-- START OF Extracted entries --
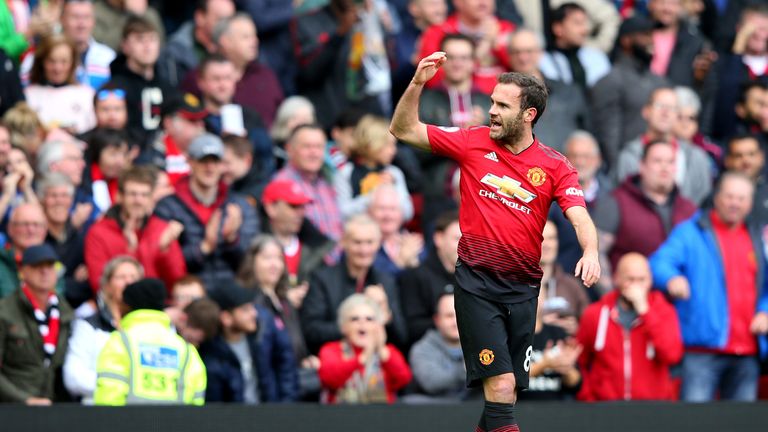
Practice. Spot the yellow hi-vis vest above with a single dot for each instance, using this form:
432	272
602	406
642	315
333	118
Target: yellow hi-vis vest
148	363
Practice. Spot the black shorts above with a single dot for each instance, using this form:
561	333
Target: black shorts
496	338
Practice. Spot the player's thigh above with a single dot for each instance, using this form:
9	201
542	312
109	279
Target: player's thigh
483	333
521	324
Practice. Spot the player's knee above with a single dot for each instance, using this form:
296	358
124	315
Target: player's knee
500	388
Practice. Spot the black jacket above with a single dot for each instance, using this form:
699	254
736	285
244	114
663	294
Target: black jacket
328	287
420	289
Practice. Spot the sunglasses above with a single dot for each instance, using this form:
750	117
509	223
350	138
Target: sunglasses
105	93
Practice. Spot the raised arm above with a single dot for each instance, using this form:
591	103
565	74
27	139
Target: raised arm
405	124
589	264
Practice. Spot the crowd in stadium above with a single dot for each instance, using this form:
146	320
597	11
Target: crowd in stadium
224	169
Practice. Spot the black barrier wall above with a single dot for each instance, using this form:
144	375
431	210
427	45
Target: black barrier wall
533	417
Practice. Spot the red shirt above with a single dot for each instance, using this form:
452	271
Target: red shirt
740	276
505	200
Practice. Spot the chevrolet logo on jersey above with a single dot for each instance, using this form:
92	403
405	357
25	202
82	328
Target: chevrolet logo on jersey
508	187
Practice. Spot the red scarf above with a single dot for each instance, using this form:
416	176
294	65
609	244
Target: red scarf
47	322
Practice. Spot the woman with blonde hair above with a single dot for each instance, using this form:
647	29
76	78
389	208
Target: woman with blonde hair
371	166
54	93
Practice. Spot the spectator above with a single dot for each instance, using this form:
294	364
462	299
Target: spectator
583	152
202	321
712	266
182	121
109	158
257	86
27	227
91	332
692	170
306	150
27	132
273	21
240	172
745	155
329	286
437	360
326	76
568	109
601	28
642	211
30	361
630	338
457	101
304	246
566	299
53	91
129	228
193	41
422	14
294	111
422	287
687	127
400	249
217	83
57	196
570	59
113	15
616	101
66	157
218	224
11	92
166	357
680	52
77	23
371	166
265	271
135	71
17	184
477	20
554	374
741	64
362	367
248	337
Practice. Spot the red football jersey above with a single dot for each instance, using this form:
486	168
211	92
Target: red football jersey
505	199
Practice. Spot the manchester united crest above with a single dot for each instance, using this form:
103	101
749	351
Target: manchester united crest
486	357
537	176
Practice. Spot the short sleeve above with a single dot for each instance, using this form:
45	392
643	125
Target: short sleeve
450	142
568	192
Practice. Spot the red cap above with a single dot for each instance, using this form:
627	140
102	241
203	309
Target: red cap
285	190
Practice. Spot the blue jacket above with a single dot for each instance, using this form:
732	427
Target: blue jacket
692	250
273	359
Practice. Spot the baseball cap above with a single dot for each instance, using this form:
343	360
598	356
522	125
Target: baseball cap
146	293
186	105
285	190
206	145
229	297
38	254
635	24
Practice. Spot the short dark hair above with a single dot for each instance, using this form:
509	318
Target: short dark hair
-- END OF Extracted entries --
> [Challenge]: Copy out again, unchanged, the lines from the one containing "Practice. Spot the short sleeve" through the final line above, including both.

> [Output for this task]:
Practice. Spot the short sleeve above with a single dot for each instance, using this form:
45	392
643	125
Target: short sleeve
450	142
568	192
Practice. Spot the red cap above with a single dot for each instance, using this form:
627	140
102	241
203	309
Target: red cap
285	190
Practice. Spot the blue jacket above with a single dot for each instance, using this form:
732	427
Target: blue jacket
692	250
273	359
Practice. Spot the baseball cap above with a single dot for each instance, using this form:
343	360
598	356
522	125
Target: baseball cap
146	293
186	105
285	190
206	145
229	297
38	254
635	24
Practice. Spot the short dark hair above with a single dot for each instance, using this form:
509	318
Target: short dark hair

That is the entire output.